Information shown:
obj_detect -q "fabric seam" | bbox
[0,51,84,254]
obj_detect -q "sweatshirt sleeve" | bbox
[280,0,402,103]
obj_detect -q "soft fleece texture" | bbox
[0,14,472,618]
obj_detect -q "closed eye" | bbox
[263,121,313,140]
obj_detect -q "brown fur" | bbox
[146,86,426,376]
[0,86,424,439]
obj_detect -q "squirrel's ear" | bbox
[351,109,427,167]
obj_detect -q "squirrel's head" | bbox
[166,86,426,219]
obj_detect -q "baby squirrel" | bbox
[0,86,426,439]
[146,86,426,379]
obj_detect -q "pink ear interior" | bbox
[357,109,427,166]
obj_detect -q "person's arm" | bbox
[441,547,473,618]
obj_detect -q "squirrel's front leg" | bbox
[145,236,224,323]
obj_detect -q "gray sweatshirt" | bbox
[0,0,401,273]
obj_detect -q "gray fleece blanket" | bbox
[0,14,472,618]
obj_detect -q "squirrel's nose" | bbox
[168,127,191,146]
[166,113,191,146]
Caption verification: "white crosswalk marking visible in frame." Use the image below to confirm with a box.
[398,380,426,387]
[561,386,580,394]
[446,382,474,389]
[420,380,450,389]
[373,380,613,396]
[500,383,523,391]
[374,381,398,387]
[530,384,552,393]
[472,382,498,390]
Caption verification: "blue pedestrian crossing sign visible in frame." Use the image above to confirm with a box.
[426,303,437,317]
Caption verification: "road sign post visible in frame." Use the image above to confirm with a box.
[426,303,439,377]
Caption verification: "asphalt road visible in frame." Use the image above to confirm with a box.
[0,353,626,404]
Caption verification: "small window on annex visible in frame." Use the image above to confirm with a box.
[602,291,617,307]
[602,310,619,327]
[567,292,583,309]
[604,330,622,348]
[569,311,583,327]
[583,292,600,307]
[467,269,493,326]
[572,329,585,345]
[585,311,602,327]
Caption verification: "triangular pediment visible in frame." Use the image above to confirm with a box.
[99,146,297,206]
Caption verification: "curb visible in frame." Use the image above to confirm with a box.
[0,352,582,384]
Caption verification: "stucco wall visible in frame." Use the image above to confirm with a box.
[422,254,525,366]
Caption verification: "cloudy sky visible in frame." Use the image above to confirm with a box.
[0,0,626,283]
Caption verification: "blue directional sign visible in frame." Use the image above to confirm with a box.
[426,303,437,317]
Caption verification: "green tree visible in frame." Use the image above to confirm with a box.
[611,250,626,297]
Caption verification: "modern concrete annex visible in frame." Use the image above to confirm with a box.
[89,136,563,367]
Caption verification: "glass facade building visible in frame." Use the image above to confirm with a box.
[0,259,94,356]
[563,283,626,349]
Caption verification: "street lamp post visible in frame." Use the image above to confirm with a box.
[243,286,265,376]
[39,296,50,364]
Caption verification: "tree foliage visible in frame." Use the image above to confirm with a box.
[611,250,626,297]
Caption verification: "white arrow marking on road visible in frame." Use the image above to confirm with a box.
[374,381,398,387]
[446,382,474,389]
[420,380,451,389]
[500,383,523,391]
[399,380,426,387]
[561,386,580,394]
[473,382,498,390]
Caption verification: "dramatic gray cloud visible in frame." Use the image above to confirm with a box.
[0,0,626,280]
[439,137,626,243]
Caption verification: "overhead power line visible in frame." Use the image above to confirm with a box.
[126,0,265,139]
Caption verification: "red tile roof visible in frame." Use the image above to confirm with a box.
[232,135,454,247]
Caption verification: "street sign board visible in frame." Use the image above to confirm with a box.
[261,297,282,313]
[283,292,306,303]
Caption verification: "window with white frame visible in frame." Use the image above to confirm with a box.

Task details: Please return each line from the material above that contains the word "window".

Worked solution:
Caption verification: "small window on annex visible in frame." Use the image above to confirm with a box.
Caption verification: "window with white frame visible in frame." Use the image above to confirm with a box.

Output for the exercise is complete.